On Saturday, May 20, 1961, an ice bunker refrigerator car loaded with apples was set out at Quincy, 17 miles West of Ephrata because of a defective journal. On Sunday, May 21, 1961, a telegram was sent to Armstrong, one of the repair crew, to rewheel this car, advising him to call the section foreman at Ephrata for help if necessary. The second repair crew man was unavailable, end Armstrong and the section foreman proceeded to perform the rewheeling.


Claimant is a Carman at Delta, Washington, a point about 163 miles from the point where the car in question was set out.








While there is some dispute in the record, we find that the work involved was Carmen's work.


Claimant contends that the Carrier wrongfully used the section foreman to assist Carman Armstrong in the ewheeling of this car.


Carrier maintains that an emergency existed and an exception to the Rule is properly before us. Carrier further contends that the section foreman was performing work which could properly be assigned to a Carman Helper, and, therefore, there was no Rule violation.
--------------------------------
• _Challenge 1_:
Answer these from the rewheeling dispute text:
(a) What was the refrigerator car loaded with?
(b) About how far from the spot where the car was set out is Delta, Washington?
(c) What does the Carrier say existed?
• _Challenge 2_:
Carry on the account of the rewheeling dispute from its final sentence.
The lines that come after this text play no part in the work on it.

• _Source material_:
--------------------------------
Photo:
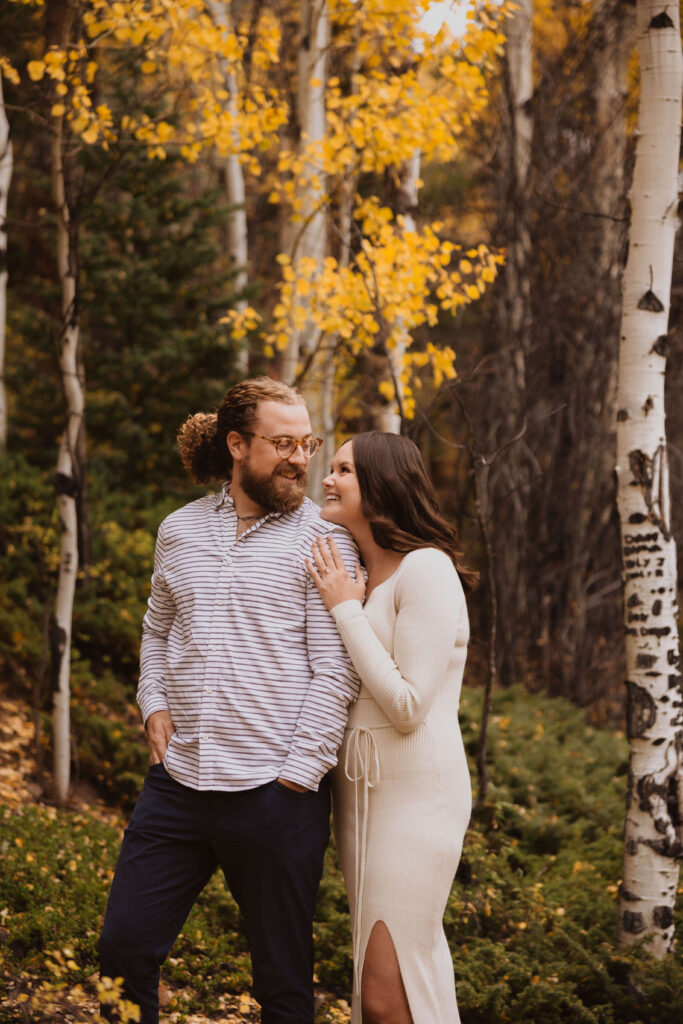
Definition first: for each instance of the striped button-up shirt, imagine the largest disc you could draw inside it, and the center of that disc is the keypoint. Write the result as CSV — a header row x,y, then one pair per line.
--------------------------------
• _Task output 1_:
(a) Apples.
(b) About 163 miles.
(c) An emergency.

• _Task output 2_:
Carman Helpers are a definite classification with a schedule hourly rate of pay, and the latter theory of the Carrier cannot be sustained.


The emergency situation contended for by Carrier was not such that an agreement violation can be condoned. The car had been set out the day before any action was taken to repair it. On the other hand, we are unable to impute any bad faith on the part of the Carrier in proceeding as it did under the circumstances presented, and consequently we make no monetary award.












Dated at Chicago, Illinois, this 24th day of July 1964.